▶ _Provided passage_:

Focusing Through Embarrassment
Hi, we all have experienced embarrassement , humiliation, disappointment or some sort of shame in our lives. Sometimes it happens to us when we least expect t. Ive experienced embarrassesment as early as middle school. In middle school I felt ugly compared to the girls my age. I remembered being extremely shy. I hated walking in crowds. I purposefully walked fast to class, the cafeteria and my bus. I did experienced being called names, laughed at which made things worse for me. I carried those emotions up until I finished highschool.Middle and highschool wasnt the only place I experienced shame and embarrassment. I was dismissed and picked on at church as well from a few of my cousins. Inspite of all that, I made it through. I found a few friends that were sort of nice to me that I hung out with after-school and on the weekends.
If you've going through some form of embarrassement or betrayal finding something positive to focus on will help you get im front of that rough patch. Here are a some tips that will help you to stay focus through embarrassement.
Reframe the Narrative: View the moment as a learning opportunity rather than a personal failure.
Use Humor: Laughing at yourself, even in a mirror, reduces the power of the embarrassment.

▶ _Source excerpt_:
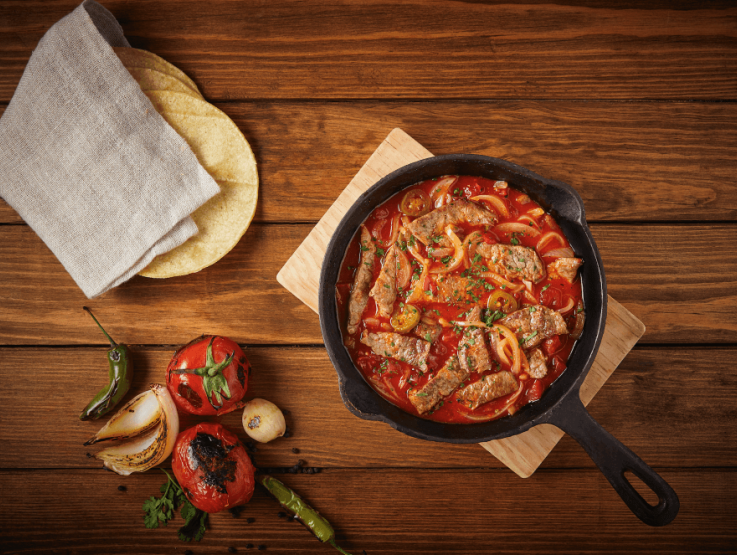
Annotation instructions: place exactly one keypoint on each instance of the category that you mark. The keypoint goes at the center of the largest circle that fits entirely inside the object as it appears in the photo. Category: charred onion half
(149, 428)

▶ _Direction 1_:
In the piece on focusing through embarrassment, why does the tip on humor recommend laughing at yourself? Answer in one to three sentences.
▶ _Direction 2_:
Carry the piece on focusing through embarrassment forward from its final tip, adding the next part in the same voice.

▶ _Exercise output 1_:
Laughing at yourself, even in a mirror, reduces the power the embarrassment has over you.

▶ _Exercise output 2_:
Avoid Over-Apologizing: Excessive apologies can make an embarrassing moment seem more significant.
Accept Imperfection: Recognize that making mistakes is a natural part of being human.
Move On: Avoid dwelling on the memory, which can turn embarrassment into long-term anxiety or shame.
Realize that you are not alone. “If you can find people who have had a similar crisis to your own, talk to them.”
You have to be resilient, not just smart.
Learn from the experience.
Seek out a support network to help you move on.
Use any downtime you have to do something you really enjoy.
Think twice before striking back. “Your cause may be just. But the more relevant question is whether plotting your revenge is the best use of your time, energy, reputation, and likely, money. Wouldn’t it be wiser to focus on plotting a new future for yourself?”
Don’t hide. “You need to affirm for people, and perhaps for yourself, who you are and what you stand for. And you need to show people that the crisis has not destroyed you.”
View the crisis as an opportunity. For example, use it as an opportunity to pursue something you love.
Move on. Don’t wallow in your humiliation. Plan for the future.(psychology today.com)
Hopefully these tips are helpful in getting past shame, embarrassement, disappointment, etc. What are your thoughts about this topic. How was you able to stay focus when you were faced with distractions? Please feel free to share your ideas in the comment section..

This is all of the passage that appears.